# REQUIREMENT
Copy out the material below word for word, keeping every line unchanged.

# RECORDS SHOWN
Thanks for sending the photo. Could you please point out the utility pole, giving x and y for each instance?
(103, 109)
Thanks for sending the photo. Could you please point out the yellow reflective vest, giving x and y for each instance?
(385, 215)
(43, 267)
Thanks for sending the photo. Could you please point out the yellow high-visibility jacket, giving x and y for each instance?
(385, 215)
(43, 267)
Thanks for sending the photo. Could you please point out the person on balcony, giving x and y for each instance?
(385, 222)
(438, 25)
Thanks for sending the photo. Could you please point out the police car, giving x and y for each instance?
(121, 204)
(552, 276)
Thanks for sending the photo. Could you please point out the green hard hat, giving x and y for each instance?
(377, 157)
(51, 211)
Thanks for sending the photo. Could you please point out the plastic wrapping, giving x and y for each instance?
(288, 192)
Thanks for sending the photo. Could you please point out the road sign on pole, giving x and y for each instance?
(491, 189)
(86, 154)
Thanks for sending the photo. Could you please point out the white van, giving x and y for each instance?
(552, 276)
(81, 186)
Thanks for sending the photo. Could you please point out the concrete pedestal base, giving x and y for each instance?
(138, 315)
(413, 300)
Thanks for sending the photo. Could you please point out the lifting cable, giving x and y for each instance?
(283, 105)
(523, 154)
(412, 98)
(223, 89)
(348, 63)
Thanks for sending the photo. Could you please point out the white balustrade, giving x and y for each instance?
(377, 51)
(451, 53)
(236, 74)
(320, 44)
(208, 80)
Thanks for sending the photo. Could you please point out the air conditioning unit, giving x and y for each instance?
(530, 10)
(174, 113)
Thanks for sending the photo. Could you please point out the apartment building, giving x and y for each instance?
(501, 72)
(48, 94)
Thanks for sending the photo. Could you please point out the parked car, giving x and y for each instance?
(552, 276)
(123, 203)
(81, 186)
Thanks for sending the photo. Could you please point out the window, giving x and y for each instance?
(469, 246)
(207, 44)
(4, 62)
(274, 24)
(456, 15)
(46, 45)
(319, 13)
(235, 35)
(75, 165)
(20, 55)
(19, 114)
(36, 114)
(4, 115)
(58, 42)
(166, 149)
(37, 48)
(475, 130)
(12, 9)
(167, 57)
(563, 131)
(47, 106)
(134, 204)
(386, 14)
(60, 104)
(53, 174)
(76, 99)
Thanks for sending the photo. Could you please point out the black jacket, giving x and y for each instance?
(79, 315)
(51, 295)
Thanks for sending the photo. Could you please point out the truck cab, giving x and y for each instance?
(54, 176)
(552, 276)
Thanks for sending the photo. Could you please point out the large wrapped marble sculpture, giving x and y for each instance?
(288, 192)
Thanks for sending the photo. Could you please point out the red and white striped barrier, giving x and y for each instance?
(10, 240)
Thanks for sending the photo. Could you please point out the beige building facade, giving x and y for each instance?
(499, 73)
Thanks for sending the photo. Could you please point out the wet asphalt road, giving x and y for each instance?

# SOLUTION TO THE EXERCISE
Thanks for sending the photo. Could you please point out the utility pole, giving x and y for each instance?
(103, 109)
Thanks for sending the photo. Could you please point out the yellow reflective vest, giving x and y for each instance?
(385, 215)
(43, 267)
Thanks for sending the photo. Could you please point out the yellow high-visibility jacket, giving x and y for each instance?
(385, 215)
(43, 267)
Thanks for sending the photo. Could you please point out the person on balcony, giving x and y for each instance?
(385, 222)
(438, 25)
Thanks for sending the photo. Could you please point out the police car, giving x and y for each instance?
(121, 204)
(552, 276)
Thanks for sending the photo. Could you please point out the green hard hat, giving x and y for each instance?
(377, 157)
(51, 211)
Thanks for sending the photo. Could you please point out the plastic wrapping, giving x and y for each instance?
(288, 192)
Thanks for sending the photo. Could you please point out the road sign on pole, giving x and y for each instance?
(491, 189)
(86, 154)
Thanks for sending the photo. Could you please point out the white van, giving x and y for each instance?
(552, 276)
(81, 186)
Thanks for sending the photo. Could you please point out the concrete pedestal base, giving x and y for each instance?
(138, 315)
(413, 300)
Thanks for sending the photo. Could you please point out the lifting cable, giving x and y for each instance?
(283, 105)
(523, 154)
(412, 98)
(223, 89)
(348, 63)
Thanks for sending the photo. Could you please point out the white balustrade, giving x and y for each instance?
(377, 51)
(451, 53)
(236, 74)
(320, 44)
(208, 80)
Thanks for sending the photo. Could you please point out the air conditioning unit, giving x and y for each instance?
(530, 10)
(174, 113)
Thanks for sending the photo. Could you please point out the apartment building, giving x and y for each instance?
(501, 72)
(48, 94)
Thanks for sending the photo. Could you please point out the parked car, giving x and y for each instance?
(552, 276)
(123, 203)
(81, 186)
Thanks for sending the photo. Could you please point out the window, giving x and y for each instance?
(469, 246)
(207, 44)
(4, 62)
(274, 24)
(456, 15)
(46, 45)
(319, 13)
(235, 35)
(75, 165)
(20, 55)
(19, 114)
(36, 114)
(4, 115)
(58, 42)
(166, 149)
(37, 48)
(475, 130)
(12, 9)
(167, 57)
(563, 131)
(47, 106)
(134, 204)
(386, 14)
(60, 104)
(53, 174)
(76, 99)
Thanks for sending the photo. Could you please point out the black jacket, giving x and y for each instance?
(79, 315)
(51, 295)
Thanks for sending the photo. Could you please point out the truck cab, giving x and y for each instance?
(54, 176)
(552, 276)
Thanks for sending the photo. Could you please point out the large wrapped marble sculpture, giving x and y for each instance?
(288, 192)
Thanks for sending the photo. Could you please point out the red and white striped barrier, giving x and y for each instance?
(10, 240)
Thanks for sending the photo. Could you please point out the beige building facade, giving x and y for each instance?
(499, 73)
Thanks for sending the photo. Could you please point out the wet asphalt road, giving x and y for each instance?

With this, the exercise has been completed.